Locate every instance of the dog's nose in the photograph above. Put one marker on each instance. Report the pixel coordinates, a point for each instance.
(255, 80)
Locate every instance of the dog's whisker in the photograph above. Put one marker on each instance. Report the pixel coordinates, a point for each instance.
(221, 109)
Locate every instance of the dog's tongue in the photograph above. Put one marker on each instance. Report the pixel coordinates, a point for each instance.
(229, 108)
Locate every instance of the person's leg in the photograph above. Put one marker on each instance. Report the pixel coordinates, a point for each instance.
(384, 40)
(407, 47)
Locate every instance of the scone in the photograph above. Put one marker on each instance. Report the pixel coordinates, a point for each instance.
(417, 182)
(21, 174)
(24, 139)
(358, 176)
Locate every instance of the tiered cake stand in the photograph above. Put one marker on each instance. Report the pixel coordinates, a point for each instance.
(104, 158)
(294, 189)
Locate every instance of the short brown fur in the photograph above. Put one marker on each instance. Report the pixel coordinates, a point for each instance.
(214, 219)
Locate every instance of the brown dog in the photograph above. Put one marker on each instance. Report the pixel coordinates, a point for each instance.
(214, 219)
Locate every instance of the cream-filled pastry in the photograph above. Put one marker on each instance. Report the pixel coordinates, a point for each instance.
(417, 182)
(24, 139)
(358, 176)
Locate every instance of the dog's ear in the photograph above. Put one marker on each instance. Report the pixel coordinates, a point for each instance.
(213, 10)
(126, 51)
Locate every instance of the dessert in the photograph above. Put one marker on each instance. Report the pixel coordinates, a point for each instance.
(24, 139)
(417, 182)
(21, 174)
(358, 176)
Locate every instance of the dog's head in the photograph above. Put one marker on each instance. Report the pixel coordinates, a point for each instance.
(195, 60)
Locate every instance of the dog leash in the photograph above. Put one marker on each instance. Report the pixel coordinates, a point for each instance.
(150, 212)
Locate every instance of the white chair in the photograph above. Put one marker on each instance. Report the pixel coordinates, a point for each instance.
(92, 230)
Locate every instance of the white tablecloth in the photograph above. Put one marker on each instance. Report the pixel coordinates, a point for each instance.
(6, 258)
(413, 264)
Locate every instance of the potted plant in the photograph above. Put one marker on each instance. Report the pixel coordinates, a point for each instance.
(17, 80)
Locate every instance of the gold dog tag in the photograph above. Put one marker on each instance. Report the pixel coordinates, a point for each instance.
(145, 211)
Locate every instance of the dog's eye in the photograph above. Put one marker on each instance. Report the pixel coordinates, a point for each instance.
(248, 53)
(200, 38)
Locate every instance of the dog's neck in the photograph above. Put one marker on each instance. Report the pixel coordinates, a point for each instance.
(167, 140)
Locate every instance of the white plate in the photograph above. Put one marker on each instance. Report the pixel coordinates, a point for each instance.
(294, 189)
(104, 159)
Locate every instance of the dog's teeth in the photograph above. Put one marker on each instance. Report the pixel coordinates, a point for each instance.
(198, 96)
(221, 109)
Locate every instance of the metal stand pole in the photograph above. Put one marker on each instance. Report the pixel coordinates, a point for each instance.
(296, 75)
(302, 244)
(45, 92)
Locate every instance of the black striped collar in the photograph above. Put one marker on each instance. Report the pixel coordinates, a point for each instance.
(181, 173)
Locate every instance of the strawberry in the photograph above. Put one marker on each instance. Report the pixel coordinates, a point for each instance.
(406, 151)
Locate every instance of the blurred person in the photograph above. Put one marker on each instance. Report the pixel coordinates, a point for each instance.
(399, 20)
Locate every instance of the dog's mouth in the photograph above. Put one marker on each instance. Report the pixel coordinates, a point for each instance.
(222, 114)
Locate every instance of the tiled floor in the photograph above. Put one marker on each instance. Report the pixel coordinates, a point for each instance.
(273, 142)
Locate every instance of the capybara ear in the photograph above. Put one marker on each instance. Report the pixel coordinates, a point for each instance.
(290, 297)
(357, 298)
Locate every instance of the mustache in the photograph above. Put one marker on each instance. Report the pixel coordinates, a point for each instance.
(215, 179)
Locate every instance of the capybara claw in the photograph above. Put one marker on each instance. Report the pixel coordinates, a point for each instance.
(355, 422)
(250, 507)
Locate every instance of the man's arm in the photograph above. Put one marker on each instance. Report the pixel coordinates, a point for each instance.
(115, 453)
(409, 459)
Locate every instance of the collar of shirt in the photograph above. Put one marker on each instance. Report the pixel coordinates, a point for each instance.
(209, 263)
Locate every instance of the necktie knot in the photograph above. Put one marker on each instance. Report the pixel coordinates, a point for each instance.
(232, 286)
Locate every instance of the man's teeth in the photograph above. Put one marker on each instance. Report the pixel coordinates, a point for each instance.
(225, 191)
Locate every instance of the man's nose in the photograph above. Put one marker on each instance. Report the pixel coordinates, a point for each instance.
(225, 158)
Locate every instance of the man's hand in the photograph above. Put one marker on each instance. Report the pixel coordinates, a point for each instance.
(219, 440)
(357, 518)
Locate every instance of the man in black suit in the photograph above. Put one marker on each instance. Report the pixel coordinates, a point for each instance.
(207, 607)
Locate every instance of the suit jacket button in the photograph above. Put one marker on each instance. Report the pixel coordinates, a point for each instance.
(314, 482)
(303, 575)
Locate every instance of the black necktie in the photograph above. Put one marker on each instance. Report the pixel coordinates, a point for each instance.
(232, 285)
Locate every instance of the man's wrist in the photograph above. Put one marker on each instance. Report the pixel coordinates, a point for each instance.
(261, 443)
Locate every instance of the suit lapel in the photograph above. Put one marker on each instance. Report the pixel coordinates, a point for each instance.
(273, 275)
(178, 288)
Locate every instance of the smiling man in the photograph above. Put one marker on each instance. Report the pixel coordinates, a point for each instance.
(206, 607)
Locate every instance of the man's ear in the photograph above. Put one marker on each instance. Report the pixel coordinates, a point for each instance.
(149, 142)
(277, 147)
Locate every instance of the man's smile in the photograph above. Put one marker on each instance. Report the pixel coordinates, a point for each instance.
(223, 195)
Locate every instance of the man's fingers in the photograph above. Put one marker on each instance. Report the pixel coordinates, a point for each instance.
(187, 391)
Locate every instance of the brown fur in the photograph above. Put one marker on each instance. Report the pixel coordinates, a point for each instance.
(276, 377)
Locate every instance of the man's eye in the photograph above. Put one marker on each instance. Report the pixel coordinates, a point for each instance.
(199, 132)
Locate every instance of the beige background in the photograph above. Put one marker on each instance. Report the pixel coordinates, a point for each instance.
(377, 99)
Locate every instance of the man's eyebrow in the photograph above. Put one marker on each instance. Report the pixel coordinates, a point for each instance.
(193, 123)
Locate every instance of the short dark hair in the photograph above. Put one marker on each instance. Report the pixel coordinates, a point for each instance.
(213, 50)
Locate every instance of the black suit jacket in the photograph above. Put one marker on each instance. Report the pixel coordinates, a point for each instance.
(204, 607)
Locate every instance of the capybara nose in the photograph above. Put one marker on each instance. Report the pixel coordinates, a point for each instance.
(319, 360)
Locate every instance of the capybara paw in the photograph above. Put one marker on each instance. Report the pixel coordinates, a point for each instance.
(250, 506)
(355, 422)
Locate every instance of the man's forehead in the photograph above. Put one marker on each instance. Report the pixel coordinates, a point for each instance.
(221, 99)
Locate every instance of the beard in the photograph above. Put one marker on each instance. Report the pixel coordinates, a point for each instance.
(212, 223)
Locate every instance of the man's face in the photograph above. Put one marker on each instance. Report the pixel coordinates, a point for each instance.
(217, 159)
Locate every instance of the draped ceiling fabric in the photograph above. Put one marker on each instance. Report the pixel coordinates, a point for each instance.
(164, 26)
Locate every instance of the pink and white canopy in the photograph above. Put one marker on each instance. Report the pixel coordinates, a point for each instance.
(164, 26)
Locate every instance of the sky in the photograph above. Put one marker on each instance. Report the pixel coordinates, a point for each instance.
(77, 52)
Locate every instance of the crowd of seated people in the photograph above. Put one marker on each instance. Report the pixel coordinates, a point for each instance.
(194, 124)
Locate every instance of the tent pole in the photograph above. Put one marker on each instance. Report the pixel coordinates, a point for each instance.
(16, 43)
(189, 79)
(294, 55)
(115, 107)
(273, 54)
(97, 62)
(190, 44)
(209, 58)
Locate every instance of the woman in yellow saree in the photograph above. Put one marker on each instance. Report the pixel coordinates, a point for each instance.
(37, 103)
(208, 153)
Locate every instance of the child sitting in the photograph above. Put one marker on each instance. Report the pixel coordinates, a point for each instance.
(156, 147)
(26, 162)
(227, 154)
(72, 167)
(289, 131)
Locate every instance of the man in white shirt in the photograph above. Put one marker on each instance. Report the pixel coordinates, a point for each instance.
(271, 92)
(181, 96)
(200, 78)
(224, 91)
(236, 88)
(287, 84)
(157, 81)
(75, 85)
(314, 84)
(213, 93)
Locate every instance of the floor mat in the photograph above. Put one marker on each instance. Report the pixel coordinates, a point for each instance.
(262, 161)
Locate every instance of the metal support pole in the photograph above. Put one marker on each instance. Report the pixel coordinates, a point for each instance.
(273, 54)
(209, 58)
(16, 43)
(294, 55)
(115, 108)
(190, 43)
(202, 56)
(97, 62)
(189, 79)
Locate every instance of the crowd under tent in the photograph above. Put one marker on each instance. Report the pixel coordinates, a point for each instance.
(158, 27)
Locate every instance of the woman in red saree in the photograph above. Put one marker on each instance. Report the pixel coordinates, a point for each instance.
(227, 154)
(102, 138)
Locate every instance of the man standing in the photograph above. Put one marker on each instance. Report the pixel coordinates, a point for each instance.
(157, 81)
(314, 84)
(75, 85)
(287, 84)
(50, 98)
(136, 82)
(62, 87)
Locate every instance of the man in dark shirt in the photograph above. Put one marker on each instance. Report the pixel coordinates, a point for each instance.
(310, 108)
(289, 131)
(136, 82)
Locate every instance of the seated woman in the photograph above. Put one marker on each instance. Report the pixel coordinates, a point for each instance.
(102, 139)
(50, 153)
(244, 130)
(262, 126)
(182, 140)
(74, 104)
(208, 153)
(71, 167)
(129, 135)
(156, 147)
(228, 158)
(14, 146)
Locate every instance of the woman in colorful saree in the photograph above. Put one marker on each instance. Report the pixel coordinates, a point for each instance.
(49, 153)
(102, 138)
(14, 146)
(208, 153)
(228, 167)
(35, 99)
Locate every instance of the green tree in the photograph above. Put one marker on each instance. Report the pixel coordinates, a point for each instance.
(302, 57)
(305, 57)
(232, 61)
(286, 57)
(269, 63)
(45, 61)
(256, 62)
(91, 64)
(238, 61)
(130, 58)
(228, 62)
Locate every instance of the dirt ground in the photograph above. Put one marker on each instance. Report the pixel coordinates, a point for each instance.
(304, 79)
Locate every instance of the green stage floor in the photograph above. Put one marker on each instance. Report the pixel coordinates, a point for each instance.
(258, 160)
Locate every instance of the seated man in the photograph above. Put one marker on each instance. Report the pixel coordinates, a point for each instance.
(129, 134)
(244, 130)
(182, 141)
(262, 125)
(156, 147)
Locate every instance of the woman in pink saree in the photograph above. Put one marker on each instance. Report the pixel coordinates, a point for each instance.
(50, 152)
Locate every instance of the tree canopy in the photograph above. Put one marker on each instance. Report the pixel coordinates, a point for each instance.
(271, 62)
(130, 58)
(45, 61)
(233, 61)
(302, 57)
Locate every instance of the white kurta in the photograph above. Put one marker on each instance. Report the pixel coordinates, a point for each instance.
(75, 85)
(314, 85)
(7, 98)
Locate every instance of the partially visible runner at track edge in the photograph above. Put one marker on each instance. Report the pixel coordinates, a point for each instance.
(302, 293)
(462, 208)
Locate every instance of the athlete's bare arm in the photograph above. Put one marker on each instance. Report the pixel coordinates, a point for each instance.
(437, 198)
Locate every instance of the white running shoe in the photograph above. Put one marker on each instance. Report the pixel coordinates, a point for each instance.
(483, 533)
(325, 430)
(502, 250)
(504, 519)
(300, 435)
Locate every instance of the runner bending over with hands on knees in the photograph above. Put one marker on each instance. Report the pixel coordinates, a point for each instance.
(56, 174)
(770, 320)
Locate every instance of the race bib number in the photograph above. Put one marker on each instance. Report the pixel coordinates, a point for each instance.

□ □ □ □ □ □ □

> _What needs to be done_
Exact repetition is required for the lines from the one that contains "Locate every instance of the tree" through the final line; leave out everything else.

> _Correct result_
Locate every instance of the tree canopy in the photograph above. Put one marker on each instance. Report the pixel coordinates, a point for each instance.
(271, 62)
(130, 58)
(45, 61)
(233, 61)
(302, 57)
Locate every instance of the white kurta in the photograph above. Put one marker on each instance. Report the pixel coordinates, a point for each instance.
(75, 85)
(314, 85)
(7, 98)
Locate every instance of the partially visible runner at track edge in the photograph above. Put one marker on each instance. Report the pixel coordinates, a point for each instance.
(302, 293)
(462, 208)
Locate every instance of the athlete's bare arm in the photograph above. Put one marker on each instance. Report the pixel coordinates, a point for each instance.
(437, 198)
Locate every instance of the white running shoe in the photograph above. Put one marker on each instance. Report the pixel coordinates, a point for each instance.
(483, 533)
(325, 430)
(502, 250)
(504, 519)
(300, 435)
Locate every instance of the runner bending over with hands on knees in the photograph above. Put one marker on each instance. Report the pixel coordinates, a point for each instance.
(56, 174)
(770, 320)
Locate every instance of the race bib number in the photograph above. Put one marker on each instance. Report the pixel coordinates, a point for each instance.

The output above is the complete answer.